[Opening DATASET EXCERPTS section]

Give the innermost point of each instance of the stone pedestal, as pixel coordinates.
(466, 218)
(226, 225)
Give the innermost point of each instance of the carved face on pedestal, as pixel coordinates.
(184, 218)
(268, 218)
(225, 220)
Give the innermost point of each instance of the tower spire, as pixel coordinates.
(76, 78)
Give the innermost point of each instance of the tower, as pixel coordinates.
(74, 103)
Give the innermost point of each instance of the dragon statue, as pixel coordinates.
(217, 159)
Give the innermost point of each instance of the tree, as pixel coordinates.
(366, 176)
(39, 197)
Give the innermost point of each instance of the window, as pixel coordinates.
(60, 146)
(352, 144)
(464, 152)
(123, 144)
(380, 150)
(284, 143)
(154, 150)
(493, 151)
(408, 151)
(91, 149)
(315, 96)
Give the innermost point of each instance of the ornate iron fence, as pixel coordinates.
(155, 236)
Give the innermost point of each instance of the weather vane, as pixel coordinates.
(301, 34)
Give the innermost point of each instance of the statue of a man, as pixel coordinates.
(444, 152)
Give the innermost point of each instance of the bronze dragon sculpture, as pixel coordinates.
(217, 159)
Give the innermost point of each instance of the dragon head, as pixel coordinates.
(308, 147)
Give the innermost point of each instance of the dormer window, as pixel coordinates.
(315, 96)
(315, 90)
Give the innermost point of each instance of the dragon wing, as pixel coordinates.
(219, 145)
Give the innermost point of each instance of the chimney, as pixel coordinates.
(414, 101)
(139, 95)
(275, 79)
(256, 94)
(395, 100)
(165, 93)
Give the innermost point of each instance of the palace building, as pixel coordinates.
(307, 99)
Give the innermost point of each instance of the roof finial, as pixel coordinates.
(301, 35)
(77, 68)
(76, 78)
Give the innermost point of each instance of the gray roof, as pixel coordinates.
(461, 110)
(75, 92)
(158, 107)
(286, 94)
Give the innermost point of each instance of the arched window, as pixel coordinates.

[Closing DATASET EXCERPTS section]

→ **WHAT THE TASK REQUIRES**
The records above should be restated word for word in their entirety.

→ **COMPLETED TASK**
Give the innermost point of each instance of the stone pedestal, as pixel coordinates.
(466, 218)
(226, 225)
Give the innermost point of each instance of the carved face on pedestal, as pixel coordinates.
(184, 218)
(268, 218)
(225, 220)
Give the innermost point of each instance of the tower spire, as pixel coordinates.
(76, 78)
Give the innermost point of each instance of the tower, as pixel coordinates.
(74, 103)
Give the innermost point of each instance of the dragon statue, as pixel coordinates.
(217, 159)
Give the innermost point of each instance of the tree, as pixel coordinates.
(366, 176)
(39, 197)
Give the innermost point of each instance of the window, as pixel coordinates.
(60, 146)
(352, 144)
(464, 152)
(123, 144)
(380, 150)
(284, 143)
(154, 150)
(493, 151)
(408, 151)
(91, 149)
(315, 96)
Give the innermost point of each instance of the ornate iron fence, as pixel coordinates.
(155, 236)
Give the innermost point of each instance of the weather vane, as pixel coordinates.
(301, 34)
Give the innermost point of each instance of the statue of a man, as pixel coordinates.
(444, 152)
Give the innermost point of each instance of the bronze dragon sculpture, as pixel coordinates.
(217, 159)
Give the innermost point of each instance of the dragon head, as pixel coordinates.
(308, 147)
Give the innermost point of each instance of the dormer window, as pixel coordinates.
(315, 96)
(315, 90)
Give the innermost point of each instance of the dragon wing, as pixel coordinates.
(219, 145)
Give the innermost point of each instance of the chimney, as pixel coordinates.
(414, 101)
(139, 95)
(275, 79)
(256, 94)
(395, 100)
(165, 93)
Give the innermost point of each instance of the palace building, as pixel coordinates.
(307, 99)
Give the innermost point of each instance of the roof finial, as pixel coordinates.
(301, 35)
(77, 68)
(76, 78)
Give the innermost point of each instance of the gray roof, as pixel coordinates.
(461, 110)
(75, 92)
(158, 107)
(286, 94)
Give the innermost point of each instance of the arched window, as pixel coordinates.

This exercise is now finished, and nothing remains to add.